§ **PROBLEM STATEMENT**
Answer these questions using the text below about the Puerto Rico lightning observation.
(a) What color appears in the freeze-frame, and what causes it?
(b) Where were the researchers setting up their video gear?
(c) How far away was the thunderstorm?

§ **TEXT PASSAGE**
A single frame from Mark Stanley's night scope enhanced video depicts the upward propogating Hybrid Blue Jet lightning observed by Stanley last September in Puerto Rico. The lightning is the bright vertical formation running from the very bottom of the frame, which represents the top of the thundercloud. The green color in the freeze-frame is due to the properties of the night scope lens. Photo courtesy of Mark Stanley, Space and Atmospheric Sciences (NIS-1)

Observation of unique lightning earns Nature cover, leads researcher to join the Lab

On a warm tropical evening last September, Los Alamos atmospheric physicist Mark Stanley, along with Penn State's Victor Pasko, were in Puerto Rico working on a joint proposal between the New Mexico Institute of Mining and Technology, Penn State and Stanford universities to study lightning.

The researchers were on the rooftop of a LIDAR laboratory near the world-famous radiotelescope at the Arecibo Observatory, setting up video gear in order to observe a relatively small thunderstorm cell in the hope that it would produce what lightning researchers call "transient luminous events" in the atmosphere above. The night seemed perfect, but little did they know how perfect it would turn out to be.

The thunderstorm, offshore and about 200 kilometers away, turned out to produce a much larger than normal amount of lightning strikes that night, as well as something completely new.

Saved data entries
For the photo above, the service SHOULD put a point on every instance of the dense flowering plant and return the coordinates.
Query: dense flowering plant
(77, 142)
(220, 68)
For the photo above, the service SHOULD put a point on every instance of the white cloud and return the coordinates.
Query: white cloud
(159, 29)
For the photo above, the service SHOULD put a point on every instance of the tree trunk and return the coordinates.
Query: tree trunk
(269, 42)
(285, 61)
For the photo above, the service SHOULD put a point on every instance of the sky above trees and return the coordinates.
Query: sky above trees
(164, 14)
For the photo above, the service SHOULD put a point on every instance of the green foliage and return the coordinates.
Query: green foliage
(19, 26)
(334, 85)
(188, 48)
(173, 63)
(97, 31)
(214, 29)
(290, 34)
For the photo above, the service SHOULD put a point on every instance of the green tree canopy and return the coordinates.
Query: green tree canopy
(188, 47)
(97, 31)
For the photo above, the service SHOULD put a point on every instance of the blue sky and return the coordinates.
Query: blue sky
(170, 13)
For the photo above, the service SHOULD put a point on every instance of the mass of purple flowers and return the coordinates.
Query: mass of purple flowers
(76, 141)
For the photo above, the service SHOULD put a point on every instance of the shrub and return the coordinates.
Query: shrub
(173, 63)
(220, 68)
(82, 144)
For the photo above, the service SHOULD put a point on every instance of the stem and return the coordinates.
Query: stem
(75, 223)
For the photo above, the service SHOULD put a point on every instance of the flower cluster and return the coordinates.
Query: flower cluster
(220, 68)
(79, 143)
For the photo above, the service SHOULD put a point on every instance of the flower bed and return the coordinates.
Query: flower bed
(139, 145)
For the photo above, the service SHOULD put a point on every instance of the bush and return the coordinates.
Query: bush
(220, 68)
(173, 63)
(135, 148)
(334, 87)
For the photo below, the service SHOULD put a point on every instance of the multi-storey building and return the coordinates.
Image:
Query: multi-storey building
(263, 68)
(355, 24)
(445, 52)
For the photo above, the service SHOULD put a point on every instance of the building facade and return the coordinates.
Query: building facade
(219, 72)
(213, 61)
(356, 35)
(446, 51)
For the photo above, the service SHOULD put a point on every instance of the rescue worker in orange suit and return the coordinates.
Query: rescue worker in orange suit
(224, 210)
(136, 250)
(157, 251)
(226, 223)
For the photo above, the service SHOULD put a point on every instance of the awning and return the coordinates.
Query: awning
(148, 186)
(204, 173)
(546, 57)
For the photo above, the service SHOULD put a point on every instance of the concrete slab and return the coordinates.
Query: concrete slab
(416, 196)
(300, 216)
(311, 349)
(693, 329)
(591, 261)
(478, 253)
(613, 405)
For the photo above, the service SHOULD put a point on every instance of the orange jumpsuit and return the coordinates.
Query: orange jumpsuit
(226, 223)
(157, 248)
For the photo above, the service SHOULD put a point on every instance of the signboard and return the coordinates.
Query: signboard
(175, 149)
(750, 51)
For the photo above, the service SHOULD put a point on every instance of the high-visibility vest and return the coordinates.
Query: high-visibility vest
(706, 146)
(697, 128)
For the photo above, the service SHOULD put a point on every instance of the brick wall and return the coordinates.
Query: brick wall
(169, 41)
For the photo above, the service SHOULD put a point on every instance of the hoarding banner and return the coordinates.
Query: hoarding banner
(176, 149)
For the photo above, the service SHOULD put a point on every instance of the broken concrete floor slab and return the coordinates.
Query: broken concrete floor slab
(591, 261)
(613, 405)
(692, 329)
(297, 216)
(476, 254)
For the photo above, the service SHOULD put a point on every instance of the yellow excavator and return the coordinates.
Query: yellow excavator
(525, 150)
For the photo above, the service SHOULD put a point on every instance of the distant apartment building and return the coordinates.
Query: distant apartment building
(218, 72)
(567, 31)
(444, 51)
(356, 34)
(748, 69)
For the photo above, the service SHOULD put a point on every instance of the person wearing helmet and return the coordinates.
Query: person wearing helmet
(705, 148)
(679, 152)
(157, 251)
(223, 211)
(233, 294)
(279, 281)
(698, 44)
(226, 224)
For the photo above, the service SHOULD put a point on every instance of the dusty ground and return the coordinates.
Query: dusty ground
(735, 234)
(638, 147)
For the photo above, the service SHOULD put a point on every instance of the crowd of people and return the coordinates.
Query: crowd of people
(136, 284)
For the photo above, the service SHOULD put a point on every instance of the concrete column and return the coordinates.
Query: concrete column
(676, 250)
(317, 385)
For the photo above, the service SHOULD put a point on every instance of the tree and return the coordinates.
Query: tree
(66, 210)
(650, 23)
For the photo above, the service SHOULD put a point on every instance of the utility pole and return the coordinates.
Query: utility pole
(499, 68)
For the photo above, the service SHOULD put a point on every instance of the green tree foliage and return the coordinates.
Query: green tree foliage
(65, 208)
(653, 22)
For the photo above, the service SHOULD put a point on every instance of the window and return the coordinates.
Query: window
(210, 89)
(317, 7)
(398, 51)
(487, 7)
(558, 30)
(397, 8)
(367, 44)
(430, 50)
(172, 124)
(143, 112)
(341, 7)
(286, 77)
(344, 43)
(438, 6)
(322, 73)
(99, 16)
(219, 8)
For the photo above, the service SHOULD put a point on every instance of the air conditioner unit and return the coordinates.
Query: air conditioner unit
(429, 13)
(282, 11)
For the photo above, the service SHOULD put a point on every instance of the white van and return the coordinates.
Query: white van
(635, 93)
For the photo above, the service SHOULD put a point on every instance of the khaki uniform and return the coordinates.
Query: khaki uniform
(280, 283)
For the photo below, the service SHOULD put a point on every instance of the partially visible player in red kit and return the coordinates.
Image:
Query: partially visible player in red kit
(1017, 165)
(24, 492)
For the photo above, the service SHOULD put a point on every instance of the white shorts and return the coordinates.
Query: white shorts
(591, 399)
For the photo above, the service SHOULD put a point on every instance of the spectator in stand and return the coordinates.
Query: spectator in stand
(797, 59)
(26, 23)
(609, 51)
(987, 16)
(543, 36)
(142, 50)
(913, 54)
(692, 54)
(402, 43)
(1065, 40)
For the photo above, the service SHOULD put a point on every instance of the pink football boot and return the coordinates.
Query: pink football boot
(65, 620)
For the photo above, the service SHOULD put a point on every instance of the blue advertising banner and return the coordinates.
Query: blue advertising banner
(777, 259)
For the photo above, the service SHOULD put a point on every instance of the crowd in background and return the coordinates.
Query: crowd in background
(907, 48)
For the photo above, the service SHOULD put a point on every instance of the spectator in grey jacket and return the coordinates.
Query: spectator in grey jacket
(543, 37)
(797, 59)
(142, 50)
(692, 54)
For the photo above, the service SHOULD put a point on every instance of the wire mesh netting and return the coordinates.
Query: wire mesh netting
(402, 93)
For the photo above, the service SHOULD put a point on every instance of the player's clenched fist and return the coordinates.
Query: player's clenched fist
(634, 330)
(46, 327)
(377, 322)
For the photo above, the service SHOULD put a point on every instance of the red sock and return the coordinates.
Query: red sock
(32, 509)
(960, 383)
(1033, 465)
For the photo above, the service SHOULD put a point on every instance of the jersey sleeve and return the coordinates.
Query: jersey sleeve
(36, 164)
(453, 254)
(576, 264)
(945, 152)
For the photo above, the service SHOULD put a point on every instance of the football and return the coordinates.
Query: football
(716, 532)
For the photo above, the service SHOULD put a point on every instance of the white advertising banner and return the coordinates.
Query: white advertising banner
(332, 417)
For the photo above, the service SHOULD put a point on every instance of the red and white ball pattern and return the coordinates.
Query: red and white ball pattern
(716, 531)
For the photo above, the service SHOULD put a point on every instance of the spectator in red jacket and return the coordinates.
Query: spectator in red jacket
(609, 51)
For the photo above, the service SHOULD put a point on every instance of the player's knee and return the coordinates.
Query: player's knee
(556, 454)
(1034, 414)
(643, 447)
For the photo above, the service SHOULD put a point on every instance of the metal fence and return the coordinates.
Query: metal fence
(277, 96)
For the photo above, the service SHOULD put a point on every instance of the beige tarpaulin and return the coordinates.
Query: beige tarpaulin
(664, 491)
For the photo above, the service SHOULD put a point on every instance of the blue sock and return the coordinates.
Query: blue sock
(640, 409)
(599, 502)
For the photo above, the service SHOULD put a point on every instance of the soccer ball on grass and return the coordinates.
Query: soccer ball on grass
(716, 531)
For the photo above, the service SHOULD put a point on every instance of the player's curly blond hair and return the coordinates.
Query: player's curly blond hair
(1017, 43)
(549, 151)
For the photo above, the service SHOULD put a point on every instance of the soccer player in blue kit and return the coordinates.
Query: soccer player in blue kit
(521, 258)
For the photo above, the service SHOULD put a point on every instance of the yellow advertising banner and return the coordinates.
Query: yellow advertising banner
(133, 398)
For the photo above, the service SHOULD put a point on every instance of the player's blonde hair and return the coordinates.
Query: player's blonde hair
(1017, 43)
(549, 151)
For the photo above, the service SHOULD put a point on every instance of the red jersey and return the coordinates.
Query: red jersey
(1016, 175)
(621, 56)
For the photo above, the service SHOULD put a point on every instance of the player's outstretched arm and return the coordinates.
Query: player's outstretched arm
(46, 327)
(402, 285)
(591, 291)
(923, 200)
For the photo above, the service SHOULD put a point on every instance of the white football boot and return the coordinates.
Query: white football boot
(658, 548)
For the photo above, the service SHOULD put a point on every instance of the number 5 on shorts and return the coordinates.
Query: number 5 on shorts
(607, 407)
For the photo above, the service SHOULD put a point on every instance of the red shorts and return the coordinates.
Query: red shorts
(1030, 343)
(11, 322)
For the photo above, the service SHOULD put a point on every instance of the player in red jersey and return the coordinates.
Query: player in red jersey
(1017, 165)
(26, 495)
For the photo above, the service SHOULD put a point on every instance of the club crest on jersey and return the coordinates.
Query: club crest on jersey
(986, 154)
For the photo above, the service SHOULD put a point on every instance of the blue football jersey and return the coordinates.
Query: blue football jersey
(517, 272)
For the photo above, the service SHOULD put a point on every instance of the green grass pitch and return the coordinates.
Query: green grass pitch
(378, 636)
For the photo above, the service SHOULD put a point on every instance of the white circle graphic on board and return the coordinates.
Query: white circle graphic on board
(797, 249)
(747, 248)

§ **RESULT FOR THIS EXERCISE**
(a) Green, because of the properties of the night scope lens.
(b) On the rooftop of a LIDAR laboratory near the radiotelescope at the Arecibo Observatory.
(c) About 200 kilometers away, offshore.